# TEXT PASSAGE
+++

Then we tell QPict to add the keyword "Baker Beach" to every seascape
picture in our selection, or just add "Golden Gate Bridge" to the
bridge seascapes. We don't have to do it at all. QPict will do it
for us.
With all our seascapes selected we simply pull down the customizable
Scripts menu and select Add Keyword. Type the keyword into the dialog
box that pops up and in the blink of an eye, the selection has the
keyword added. You can remove a keyword just as easily.
Categories work the same way. And, similarly, you can add comments,
filenames, and quite a few other notations.
QPict rolls its own database functions (it does not require FileMaker
or 4th Dimension) that reads and writes American Newspaper Publishers
Association notations to assign categories, keywords, captions and
credits to your image files. Adobe Photoshop and Canto Cumulus both
understand ANPA notation, so your QPict work won't be wasted in
those programs.
Here's an example of some of the available fields:
You can, of course, just select one image and fill in each field like in any other database. The Edit Item Information option (illustrated above) neatly tabs the various groups of information into categories of its own: Information, Caption, Credits, Keywords and Categories.

+++

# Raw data
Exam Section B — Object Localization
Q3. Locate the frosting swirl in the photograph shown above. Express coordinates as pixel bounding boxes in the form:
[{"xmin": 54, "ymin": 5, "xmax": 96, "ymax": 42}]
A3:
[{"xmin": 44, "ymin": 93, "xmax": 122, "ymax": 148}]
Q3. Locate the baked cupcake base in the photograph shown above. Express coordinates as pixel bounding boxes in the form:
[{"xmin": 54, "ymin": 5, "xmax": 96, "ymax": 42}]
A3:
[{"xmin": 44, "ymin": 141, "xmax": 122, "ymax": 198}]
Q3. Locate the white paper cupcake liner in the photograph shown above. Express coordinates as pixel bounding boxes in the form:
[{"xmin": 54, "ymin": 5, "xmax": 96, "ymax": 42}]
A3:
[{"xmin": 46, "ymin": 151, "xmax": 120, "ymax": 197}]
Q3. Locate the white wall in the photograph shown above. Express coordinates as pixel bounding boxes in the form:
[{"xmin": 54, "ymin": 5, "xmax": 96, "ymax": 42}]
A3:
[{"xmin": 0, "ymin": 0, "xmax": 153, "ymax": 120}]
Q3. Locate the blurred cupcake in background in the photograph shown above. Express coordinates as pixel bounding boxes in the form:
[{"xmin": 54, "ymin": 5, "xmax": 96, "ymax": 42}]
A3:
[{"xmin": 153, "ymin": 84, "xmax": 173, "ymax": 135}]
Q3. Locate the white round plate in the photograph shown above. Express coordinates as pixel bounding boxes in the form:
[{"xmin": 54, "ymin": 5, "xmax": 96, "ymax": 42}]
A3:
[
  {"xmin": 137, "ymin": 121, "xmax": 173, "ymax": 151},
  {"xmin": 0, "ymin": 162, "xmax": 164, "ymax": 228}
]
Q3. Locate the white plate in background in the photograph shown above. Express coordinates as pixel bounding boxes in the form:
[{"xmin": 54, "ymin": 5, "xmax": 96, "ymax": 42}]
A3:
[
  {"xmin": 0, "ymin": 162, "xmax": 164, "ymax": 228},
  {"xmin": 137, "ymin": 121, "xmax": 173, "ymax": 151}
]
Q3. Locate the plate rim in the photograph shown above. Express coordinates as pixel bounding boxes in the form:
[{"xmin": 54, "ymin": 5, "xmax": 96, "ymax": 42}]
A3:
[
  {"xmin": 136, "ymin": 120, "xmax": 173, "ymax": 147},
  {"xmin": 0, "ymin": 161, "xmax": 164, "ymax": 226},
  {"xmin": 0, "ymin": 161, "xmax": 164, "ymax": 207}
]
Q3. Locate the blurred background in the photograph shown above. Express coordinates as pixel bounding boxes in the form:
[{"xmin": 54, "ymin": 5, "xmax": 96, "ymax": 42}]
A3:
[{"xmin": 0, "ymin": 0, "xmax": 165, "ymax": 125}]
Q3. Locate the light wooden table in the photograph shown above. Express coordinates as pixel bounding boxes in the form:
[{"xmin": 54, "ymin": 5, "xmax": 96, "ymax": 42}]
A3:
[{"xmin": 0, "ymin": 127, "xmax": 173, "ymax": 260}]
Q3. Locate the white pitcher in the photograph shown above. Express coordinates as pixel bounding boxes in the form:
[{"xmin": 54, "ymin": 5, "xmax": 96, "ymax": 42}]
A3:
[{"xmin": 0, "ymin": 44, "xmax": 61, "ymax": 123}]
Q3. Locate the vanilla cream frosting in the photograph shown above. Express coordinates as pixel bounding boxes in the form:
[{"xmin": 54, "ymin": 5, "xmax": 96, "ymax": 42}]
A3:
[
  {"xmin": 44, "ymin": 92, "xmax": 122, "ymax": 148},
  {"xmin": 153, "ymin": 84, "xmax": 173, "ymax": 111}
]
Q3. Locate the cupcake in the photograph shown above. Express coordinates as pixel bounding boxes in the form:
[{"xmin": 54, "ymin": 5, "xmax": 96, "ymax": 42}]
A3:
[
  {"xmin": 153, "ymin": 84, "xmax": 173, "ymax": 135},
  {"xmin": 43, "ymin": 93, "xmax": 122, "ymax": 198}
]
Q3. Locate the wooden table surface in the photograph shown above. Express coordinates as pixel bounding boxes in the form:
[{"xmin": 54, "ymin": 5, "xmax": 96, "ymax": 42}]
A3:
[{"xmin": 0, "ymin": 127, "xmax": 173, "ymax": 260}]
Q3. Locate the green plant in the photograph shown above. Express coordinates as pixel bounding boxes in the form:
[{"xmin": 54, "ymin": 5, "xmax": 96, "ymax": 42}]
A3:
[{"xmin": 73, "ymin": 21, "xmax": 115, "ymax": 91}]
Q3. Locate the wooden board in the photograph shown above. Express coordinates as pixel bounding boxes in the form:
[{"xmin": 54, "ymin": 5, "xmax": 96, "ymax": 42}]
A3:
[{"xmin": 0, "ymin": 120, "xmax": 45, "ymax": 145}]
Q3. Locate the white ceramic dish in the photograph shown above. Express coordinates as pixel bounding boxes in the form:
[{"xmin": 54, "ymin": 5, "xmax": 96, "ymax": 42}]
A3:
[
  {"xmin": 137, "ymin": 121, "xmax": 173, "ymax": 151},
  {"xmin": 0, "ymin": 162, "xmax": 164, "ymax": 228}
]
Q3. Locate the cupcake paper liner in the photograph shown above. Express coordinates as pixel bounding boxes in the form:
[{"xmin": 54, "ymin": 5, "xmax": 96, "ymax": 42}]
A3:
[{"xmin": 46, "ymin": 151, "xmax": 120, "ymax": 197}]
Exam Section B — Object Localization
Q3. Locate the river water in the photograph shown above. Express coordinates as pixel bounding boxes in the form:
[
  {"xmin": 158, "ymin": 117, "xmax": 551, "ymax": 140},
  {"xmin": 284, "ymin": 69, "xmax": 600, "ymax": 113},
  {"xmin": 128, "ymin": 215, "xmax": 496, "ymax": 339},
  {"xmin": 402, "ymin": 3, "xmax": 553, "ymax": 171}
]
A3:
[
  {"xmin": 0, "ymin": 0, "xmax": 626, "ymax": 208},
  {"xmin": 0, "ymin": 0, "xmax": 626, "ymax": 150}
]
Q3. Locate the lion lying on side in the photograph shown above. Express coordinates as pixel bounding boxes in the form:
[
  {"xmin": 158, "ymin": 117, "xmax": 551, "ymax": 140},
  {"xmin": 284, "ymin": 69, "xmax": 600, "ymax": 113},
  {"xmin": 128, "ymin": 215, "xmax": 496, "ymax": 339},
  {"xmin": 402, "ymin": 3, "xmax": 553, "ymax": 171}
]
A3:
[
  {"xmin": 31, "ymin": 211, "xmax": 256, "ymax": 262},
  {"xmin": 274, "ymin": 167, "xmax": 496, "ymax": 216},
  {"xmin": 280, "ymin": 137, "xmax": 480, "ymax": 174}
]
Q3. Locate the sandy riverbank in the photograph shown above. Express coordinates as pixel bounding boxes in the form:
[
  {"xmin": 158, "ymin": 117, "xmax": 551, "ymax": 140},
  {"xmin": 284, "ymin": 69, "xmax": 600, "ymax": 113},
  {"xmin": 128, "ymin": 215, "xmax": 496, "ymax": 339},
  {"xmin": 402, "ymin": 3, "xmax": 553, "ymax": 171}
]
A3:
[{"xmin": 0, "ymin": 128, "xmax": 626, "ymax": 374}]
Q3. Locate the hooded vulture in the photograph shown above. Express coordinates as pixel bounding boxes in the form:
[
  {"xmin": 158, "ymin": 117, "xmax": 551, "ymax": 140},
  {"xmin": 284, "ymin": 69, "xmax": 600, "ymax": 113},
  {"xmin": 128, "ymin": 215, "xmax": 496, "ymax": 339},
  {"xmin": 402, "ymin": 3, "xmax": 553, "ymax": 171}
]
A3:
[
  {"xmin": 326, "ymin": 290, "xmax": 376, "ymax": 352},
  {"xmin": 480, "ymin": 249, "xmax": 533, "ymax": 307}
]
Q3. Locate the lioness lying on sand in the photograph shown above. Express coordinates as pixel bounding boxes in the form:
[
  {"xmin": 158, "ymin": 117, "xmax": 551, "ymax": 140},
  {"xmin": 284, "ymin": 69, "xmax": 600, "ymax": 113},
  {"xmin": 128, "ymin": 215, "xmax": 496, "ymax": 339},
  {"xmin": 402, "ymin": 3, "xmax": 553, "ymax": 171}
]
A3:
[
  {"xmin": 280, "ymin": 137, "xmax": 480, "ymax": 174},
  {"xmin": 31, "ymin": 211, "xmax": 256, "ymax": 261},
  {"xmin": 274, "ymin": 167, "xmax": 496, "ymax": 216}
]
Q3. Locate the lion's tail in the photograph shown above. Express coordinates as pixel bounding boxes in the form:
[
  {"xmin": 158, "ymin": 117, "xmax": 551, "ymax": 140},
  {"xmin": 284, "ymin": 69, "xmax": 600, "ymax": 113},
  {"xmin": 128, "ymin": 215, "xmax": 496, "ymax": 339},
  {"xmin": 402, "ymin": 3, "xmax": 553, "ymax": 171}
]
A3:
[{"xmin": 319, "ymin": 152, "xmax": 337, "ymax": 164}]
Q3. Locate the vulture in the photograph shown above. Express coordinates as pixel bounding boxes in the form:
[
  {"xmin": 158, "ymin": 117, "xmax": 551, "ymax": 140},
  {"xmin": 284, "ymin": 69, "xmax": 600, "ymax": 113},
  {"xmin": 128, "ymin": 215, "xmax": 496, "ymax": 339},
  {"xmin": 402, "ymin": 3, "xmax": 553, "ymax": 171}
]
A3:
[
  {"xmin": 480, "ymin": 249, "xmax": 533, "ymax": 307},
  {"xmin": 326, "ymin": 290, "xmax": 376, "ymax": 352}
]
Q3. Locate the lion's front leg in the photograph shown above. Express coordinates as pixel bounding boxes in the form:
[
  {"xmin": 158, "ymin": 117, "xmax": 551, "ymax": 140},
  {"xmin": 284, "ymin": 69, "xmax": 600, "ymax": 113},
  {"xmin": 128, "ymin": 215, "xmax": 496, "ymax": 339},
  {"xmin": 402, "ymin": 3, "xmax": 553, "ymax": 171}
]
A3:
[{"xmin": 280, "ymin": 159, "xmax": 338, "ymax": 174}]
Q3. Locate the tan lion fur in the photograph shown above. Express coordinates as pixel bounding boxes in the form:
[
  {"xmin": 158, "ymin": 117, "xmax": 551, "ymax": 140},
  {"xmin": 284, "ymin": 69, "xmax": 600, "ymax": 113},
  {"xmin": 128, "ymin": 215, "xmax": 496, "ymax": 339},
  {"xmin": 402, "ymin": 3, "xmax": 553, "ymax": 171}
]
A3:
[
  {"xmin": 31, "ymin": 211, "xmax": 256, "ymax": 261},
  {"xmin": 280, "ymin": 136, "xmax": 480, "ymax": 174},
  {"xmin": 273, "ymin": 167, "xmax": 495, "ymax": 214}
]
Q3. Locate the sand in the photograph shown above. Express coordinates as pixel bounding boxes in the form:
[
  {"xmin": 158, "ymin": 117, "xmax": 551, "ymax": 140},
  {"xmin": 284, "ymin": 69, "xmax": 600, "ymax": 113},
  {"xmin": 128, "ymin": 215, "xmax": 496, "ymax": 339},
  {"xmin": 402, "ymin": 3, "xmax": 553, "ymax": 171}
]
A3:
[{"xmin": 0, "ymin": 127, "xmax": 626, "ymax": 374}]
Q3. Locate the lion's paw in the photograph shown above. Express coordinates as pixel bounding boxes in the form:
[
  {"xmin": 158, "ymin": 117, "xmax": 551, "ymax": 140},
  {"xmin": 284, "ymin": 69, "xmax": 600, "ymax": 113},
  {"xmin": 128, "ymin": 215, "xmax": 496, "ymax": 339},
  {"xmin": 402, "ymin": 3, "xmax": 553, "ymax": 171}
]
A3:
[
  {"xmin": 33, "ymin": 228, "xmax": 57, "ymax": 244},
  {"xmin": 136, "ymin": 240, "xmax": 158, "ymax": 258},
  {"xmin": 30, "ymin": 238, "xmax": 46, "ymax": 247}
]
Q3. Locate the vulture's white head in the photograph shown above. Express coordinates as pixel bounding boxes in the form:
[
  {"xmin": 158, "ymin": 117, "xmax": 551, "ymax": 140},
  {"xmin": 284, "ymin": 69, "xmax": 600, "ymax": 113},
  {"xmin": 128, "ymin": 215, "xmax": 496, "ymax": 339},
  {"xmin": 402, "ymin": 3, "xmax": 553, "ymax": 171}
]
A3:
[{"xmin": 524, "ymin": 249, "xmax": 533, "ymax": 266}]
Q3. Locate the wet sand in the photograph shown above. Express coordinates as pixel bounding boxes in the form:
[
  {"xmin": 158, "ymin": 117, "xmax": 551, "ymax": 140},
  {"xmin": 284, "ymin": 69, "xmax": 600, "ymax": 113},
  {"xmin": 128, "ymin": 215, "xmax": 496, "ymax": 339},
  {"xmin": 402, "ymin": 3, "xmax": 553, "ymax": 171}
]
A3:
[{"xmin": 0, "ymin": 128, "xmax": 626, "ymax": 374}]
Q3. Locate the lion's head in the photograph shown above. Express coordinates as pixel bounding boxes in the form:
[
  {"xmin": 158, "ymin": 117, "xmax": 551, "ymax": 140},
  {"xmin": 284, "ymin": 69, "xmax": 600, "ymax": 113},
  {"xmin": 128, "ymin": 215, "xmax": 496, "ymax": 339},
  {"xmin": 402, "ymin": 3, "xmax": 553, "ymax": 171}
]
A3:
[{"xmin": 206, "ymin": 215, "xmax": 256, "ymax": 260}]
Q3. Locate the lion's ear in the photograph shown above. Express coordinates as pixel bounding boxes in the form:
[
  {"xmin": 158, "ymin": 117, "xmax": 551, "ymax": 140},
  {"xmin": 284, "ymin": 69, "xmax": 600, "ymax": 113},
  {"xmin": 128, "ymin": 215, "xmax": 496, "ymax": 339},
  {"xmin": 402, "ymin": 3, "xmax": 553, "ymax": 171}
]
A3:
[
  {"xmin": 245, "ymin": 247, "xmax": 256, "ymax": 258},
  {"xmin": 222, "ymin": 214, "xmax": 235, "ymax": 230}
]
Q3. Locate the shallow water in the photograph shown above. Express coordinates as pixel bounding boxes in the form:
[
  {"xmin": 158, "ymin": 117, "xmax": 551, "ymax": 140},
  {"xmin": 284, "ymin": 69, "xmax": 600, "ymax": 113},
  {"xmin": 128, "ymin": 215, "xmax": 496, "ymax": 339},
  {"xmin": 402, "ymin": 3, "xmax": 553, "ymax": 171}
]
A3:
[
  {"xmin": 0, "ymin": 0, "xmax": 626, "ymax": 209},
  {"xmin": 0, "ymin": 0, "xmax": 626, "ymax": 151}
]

+++

Transcribe word for word the part of the QPict passage that opens with the words "QPict rolls its" and closes with "those programs.".

QPict rolls its own database functions (it does not require FileMaker
or 4th Dimension) that reads and writes American Newspaper Publishers
Association notations to assign categories, keywords, captions and
credits to your image files. Adobe Photoshop and Canto Cumulus both
understand ANPA notation, so your QPict work won't be wasted in
those programs.